* Exercise prompt *
Starting from the line containing "Can you find the white football socks?", write out every remaining line exactly, the last one included.

(Entries taken from a collection)
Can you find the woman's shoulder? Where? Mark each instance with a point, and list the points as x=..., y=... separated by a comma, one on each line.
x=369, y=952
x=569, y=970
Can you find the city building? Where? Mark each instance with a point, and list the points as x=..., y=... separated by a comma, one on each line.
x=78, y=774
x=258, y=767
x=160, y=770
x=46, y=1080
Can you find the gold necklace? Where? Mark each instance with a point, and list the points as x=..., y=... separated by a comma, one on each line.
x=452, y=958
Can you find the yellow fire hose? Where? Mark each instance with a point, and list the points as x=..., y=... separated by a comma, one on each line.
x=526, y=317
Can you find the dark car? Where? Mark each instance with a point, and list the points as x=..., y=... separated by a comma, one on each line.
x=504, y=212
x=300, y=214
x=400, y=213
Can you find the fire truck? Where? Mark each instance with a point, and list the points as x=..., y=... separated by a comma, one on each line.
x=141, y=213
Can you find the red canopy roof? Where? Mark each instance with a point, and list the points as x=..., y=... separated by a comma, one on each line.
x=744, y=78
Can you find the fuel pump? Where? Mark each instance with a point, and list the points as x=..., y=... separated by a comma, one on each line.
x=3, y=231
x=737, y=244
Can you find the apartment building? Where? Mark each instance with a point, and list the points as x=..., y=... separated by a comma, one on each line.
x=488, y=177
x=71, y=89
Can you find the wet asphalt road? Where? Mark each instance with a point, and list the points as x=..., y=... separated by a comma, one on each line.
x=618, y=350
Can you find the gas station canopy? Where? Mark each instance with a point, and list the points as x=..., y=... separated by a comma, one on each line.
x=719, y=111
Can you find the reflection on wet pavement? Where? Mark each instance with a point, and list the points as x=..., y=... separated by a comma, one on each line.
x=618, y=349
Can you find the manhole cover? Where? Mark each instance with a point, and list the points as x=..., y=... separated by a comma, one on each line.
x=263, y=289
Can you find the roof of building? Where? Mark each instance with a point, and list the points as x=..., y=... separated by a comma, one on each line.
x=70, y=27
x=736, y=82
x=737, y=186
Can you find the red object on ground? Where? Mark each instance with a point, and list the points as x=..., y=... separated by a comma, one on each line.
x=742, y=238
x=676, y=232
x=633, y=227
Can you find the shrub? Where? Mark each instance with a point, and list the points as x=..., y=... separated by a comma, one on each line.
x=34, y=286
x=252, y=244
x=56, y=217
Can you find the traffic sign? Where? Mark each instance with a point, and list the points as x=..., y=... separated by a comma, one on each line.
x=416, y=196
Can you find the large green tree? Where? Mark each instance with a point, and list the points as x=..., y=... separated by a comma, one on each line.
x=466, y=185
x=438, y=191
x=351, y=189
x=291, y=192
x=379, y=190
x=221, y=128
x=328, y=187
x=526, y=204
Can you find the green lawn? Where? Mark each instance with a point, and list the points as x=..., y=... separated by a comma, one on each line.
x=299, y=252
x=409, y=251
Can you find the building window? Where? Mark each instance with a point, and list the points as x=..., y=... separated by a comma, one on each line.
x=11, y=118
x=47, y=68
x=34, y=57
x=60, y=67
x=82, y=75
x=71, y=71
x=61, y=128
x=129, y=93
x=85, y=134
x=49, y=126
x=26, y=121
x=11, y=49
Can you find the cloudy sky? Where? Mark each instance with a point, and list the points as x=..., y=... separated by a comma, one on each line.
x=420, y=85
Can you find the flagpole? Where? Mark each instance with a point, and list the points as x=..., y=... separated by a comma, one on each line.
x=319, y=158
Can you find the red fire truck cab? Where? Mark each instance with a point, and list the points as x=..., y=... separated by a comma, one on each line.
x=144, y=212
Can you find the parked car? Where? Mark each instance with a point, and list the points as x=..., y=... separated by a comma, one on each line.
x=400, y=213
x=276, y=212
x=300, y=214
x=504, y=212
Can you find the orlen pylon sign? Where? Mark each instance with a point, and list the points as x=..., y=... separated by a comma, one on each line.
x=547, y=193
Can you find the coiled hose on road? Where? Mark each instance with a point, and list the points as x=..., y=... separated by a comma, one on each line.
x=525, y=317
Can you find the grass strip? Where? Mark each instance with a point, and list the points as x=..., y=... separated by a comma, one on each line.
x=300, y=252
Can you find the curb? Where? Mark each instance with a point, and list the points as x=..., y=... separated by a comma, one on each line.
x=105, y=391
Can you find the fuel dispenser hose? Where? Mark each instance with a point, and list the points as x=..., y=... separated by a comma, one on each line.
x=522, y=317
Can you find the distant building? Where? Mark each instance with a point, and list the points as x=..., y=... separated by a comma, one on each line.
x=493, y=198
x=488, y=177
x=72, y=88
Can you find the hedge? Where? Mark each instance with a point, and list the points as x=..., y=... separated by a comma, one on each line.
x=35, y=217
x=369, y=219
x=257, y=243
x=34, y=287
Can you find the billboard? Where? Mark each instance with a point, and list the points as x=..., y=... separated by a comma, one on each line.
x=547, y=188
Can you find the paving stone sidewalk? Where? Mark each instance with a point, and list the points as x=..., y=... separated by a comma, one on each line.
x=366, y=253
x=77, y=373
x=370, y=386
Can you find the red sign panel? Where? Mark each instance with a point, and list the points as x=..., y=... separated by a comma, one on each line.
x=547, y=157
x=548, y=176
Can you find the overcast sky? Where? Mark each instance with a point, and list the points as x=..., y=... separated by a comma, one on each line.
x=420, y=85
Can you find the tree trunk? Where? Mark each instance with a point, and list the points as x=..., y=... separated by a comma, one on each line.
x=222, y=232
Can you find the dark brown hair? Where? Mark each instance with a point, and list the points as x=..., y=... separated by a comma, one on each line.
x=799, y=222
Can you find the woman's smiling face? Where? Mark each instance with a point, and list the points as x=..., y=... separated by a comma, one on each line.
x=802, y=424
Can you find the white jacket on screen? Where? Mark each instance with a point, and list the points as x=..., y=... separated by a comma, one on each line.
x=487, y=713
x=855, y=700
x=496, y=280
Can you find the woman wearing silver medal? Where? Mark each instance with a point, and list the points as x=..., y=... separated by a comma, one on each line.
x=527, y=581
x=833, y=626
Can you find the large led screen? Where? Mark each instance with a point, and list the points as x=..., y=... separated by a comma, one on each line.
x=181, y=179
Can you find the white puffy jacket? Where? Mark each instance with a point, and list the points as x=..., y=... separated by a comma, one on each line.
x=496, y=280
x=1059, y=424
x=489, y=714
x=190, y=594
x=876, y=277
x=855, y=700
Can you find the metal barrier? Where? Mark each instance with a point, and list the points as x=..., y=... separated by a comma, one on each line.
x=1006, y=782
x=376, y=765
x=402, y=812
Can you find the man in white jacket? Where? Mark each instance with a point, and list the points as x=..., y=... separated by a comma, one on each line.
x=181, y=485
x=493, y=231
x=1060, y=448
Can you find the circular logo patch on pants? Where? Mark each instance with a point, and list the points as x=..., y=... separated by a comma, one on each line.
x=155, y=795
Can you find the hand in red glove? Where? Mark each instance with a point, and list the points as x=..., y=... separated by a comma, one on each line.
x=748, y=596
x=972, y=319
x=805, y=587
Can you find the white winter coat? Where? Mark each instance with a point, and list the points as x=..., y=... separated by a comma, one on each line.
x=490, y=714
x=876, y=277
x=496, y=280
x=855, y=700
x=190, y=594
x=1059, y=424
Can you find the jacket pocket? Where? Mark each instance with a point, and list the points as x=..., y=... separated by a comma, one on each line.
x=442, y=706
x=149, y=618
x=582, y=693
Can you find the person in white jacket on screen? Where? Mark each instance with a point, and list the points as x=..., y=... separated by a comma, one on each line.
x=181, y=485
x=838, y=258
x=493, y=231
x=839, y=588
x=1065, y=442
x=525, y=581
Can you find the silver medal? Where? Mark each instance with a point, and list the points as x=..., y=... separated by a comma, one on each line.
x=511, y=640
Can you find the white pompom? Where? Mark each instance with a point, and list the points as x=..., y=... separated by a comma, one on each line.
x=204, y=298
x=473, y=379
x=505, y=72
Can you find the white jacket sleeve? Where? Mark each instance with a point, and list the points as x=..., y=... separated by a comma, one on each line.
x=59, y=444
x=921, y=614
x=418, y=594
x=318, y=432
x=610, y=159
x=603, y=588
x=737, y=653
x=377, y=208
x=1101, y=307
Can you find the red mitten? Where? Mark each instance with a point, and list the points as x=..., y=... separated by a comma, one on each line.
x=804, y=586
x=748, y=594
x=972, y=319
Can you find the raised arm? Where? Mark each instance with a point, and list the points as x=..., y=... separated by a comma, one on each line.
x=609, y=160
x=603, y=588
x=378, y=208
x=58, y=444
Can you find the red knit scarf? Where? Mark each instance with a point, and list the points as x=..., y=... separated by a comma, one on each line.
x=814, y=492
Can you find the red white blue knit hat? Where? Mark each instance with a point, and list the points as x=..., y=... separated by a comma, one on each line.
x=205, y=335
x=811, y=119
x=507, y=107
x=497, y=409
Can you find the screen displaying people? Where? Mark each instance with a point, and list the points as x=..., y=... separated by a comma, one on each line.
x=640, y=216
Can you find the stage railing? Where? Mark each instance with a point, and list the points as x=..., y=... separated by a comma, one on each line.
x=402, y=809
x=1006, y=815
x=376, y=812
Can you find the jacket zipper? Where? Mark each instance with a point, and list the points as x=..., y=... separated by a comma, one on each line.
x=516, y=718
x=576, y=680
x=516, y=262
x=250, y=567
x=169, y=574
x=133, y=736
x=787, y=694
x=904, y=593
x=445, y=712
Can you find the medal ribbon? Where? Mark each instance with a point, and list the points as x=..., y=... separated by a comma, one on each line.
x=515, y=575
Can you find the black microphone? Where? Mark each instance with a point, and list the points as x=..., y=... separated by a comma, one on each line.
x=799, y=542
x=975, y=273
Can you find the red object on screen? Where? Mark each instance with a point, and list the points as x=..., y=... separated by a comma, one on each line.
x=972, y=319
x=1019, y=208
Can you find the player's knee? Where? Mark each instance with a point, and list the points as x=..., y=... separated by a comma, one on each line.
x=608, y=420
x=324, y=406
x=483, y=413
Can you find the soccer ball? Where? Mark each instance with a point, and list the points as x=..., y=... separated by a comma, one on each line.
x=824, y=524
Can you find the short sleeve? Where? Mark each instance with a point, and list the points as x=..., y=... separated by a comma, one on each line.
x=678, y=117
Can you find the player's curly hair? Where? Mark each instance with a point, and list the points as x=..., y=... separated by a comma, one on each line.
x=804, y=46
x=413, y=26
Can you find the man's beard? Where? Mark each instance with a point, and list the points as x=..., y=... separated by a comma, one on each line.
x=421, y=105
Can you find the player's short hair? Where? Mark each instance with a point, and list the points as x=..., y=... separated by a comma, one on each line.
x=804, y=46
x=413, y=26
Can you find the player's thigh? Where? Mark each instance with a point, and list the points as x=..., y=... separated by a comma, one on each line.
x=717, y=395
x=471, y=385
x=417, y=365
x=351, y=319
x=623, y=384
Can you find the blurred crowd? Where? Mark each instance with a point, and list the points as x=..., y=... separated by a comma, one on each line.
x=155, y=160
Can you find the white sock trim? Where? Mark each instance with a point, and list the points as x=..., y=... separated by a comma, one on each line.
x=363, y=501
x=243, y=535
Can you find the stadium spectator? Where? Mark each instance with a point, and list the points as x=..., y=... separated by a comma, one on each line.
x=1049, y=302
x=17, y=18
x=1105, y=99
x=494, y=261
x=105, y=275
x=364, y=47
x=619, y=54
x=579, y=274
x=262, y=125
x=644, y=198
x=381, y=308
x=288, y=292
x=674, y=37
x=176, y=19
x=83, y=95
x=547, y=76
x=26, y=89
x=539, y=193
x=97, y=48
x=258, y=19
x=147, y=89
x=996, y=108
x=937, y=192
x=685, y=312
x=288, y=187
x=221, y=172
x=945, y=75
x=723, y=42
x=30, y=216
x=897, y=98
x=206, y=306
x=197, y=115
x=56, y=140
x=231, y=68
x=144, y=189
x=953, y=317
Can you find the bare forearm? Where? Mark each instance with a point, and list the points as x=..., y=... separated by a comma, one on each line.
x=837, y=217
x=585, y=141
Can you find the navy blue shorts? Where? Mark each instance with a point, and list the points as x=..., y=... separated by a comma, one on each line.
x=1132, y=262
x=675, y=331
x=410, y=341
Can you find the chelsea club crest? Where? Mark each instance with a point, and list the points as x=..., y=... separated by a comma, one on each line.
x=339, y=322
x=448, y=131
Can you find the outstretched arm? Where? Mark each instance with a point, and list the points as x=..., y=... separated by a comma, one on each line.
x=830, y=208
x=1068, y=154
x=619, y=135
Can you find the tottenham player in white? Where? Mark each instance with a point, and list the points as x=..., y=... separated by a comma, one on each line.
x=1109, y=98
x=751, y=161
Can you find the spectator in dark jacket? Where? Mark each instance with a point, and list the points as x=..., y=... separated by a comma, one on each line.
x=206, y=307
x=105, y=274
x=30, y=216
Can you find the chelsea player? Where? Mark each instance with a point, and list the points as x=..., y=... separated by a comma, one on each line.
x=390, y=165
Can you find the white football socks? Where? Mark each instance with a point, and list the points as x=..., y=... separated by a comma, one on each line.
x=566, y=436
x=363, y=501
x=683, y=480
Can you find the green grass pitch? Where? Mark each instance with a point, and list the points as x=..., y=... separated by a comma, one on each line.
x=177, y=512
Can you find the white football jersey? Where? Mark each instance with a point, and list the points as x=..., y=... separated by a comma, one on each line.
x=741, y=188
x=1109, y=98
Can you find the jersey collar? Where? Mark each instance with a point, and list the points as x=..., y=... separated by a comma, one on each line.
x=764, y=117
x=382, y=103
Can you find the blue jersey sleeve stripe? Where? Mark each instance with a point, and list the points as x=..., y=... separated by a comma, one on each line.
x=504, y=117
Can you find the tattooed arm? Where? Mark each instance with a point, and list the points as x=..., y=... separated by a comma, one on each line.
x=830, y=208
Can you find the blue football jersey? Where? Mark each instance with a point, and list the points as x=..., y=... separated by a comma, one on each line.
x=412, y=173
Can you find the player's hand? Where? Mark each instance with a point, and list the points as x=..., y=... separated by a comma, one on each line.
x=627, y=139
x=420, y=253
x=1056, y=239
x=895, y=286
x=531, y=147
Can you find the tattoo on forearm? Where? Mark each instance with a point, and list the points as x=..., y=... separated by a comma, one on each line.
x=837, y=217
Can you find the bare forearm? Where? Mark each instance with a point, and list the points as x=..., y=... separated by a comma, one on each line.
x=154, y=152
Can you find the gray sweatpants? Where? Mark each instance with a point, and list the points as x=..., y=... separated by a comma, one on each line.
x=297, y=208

* Exercise solution *
Can you find the white football socks? Where? Mark each instance with a point, and list the points as x=..., y=... separated by a comma, one on each line.
x=566, y=436
x=363, y=501
x=683, y=480
Can you find the green grass pitch? Where? Mark each instance with a point, and list the points as x=..., y=... separated by a comma, one on each line.
x=177, y=512
Can you find the white football jersey? Where? Mark each instance with a point, and list the points as x=..., y=... separated by a comma, one on each line.
x=741, y=188
x=1109, y=98
Can you find the jersey collar? Where? Mark each instance with a point, and list the points as x=..., y=... separated by a comma, one on each line.
x=764, y=117
x=382, y=103
Can you find the blue jersey sleeve stripe? Where? Mark each instance with a point, and list the points as x=..., y=... separated by a comma, one on each line.
x=504, y=117
Can you find the tattooed arm? Where? Mark each instance with a point, and list the points as x=..., y=... separated by a comma, one on each line.
x=830, y=208
Can you find the blue football jersey? Where? Mark each instance with a point, and list the points as x=..., y=... separated by a comma, one on each line.
x=412, y=173
Can you find the player's hand? Where? Mark each instance with a point, and list the points as x=..., y=... separated by a comma, one on each line.
x=627, y=139
x=420, y=253
x=1056, y=239
x=895, y=286
x=531, y=147
Can you find the tattoo on forearm? Where? Mark each instance with a point, and list the points as x=..., y=... separated by a comma, one on each line.
x=837, y=217
Can you find the bare forearm? Where? Mark each instance with a point, and list the points as x=..., y=... separated by a comma, one on each line.
x=154, y=152
Can you find the gray sweatpants? Where? Mark each instance with a point, and list the points as x=..., y=... separated by a comma, one on each line.
x=297, y=208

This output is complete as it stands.